### Work request
Your response should be the complete listing, copied exactly.

### Raw data
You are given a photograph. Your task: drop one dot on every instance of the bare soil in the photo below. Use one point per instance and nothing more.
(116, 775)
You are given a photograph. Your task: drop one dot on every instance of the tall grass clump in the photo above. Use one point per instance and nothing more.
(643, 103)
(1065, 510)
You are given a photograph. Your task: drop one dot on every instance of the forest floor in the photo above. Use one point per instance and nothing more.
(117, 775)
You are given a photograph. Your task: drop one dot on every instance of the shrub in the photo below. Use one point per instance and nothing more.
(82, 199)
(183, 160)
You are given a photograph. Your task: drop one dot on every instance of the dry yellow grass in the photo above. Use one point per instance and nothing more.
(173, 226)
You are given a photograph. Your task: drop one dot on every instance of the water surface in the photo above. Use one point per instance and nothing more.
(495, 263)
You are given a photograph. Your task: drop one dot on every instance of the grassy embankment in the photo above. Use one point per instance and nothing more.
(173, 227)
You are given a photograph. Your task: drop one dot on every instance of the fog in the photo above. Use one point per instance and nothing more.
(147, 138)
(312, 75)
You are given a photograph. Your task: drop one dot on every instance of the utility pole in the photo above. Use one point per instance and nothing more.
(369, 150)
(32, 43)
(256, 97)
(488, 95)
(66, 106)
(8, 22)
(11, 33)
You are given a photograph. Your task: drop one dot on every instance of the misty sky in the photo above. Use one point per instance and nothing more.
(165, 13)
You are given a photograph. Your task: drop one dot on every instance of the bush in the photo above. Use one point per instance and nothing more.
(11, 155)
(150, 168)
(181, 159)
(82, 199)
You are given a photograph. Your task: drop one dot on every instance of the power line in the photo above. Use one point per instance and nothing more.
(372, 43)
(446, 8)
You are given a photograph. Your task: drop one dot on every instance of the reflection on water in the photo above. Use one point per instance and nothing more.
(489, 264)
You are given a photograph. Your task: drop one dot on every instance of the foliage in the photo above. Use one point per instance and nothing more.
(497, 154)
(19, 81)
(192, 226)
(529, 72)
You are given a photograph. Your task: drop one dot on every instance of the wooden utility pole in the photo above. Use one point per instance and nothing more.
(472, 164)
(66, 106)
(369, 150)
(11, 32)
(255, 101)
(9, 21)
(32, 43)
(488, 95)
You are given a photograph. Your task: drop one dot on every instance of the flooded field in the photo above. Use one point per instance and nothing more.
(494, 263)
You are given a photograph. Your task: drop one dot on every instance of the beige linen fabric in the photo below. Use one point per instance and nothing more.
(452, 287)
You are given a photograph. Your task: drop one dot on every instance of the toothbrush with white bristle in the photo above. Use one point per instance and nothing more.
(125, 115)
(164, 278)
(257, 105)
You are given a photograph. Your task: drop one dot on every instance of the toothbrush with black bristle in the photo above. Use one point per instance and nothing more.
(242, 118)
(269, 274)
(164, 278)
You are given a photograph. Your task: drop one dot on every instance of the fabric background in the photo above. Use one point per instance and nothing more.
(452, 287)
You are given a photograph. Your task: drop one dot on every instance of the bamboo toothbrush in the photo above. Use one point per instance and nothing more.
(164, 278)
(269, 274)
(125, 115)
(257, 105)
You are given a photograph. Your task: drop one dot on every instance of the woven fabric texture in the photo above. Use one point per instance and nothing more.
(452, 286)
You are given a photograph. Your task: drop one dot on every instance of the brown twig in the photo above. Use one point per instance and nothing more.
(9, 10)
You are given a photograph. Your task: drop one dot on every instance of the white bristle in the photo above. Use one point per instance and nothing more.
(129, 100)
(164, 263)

### Output
You are given a photograph. Your task: drop one dot on every instance of the bare soil in the photo below. Use one point per instance and nothing more.
(116, 775)
You are given a photograph. Your task: drop one dot on every instance of the tall grass clump in the photo above. Use one point per instance and nothing more.
(643, 103)
(1065, 510)
You are given a photograph. Your task: drop one dot on every instance of the forest floor in the photo above. Use one point per instance and nothing more.
(117, 775)
You are given a photograph. Your task: drop one dot on every instance of the shrub in the photo below. Use one point per instance and nothing more.
(82, 199)
(183, 160)
You are given a photograph. Your task: drop one dot on every instance of the dry yellow grass in the photo above. Use one point per instance and nothing more.
(173, 226)
You are given a photograph. Your task: drop one dot on every instance of the water surface in the photo above. Use one point per instance and nothing more.
(495, 263)
You are given a photograph. Your task: drop one dot on every instance of the grassy embankment in the photo above. Use one point per instance and nothing more.
(173, 227)
You are given a photograph. Your task: drop one dot on every instance of the fog in the photo above. Use one point per instance and nothing more.
(147, 138)
(312, 75)
You are given a photograph. Your task: drop one dot on every instance of the utility pole in the photo above. Use one point per instance and nothing more.
(369, 150)
(32, 43)
(256, 97)
(488, 95)
(66, 106)
(8, 22)
(11, 33)
You are given a photograph. Your task: drop one dot on every instance of the misty sky in the photo above. Use one point per instance and nothing more.
(165, 13)
You are given a photograph. Your task: drop one dot on every instance of the bush in the photo above. Use one point per instance and nothing more.
(11, 155)
(150, 168)
(181, 159)
(82, 199)
You are given a photograph. Your task: drop one dot on every instance of the power line in the photo above. Use one point per instance and nothing more.
(372, 43)
(446, 8)
You are given a photograph. Your task: drop one dot on every instance of the reflection on water in the photo above. Use one point per instance and nothing more.
(489, 264)
You are given a photograph. Your task: drop one dot on every instance of the foliage in the photo above. Use one point per instance and nothing more.
(497, 154)
(19, 81)
(192, 226)
(529, 72)
You are given a photograph. Your task: drop one dot on every instance of the wooden utility pole in the photo above. Use one point per instance and nothing more.
(472, 164)
(66, 106)
(369, 150)
(11, 32)
(255, 101)
(9, 21)
(32, 43)
(488, 95)
You are given a photograph. Your task: drop one dot on every instance of the flooded field in the photo above. Use one point per instance and nothing more.
(494, 263)
You are given a photograph. Your task: drop one dot on every instance of the beige linen fabric in the photo below. Use one point per instance and nothing more.
(452, 287)
You are given a photograph. Your task: drop one dot on every instance of the toothbrush with white bristle in the photo above. Use one point per instance and nothing more.
(125, 115)
(164, 278)
(257, 105)
You are given a photograph. Your task: drop one dot on every instance of the toothbrush with black bristle in the photo above. Use one point per instance and nothing more.
(242, 118)
(269, 274)
(164, 278)
You are given a photograph. Your task: drop one dot on every instance of the fabric background in the photo above. Use one point per instance and nothing more.
(452, 287)
You are given a photograph. Your task: drop one dot on every instance of the bamboo toothbrush in the photo above. Use one point per instance and nothing more.
(164, 278)
(269, 274)
(125, 115)
(257, 105)
You are given a photograph. Your task: drop one dot on every instance of the woven fabric texture in the photo above. Use one point per instance and nothing more.
(452, 286)
You are given a photograph. Your task: drop one dot on every instance of the brown twig in the photo above. Use one point per instance and nothing more.
(9, 10)
You are given a photograph. Your task: drop one dot on every instance of the white bristle in the photo above. Use one point per instance and nothing more.
(129, 100)
(164, 263)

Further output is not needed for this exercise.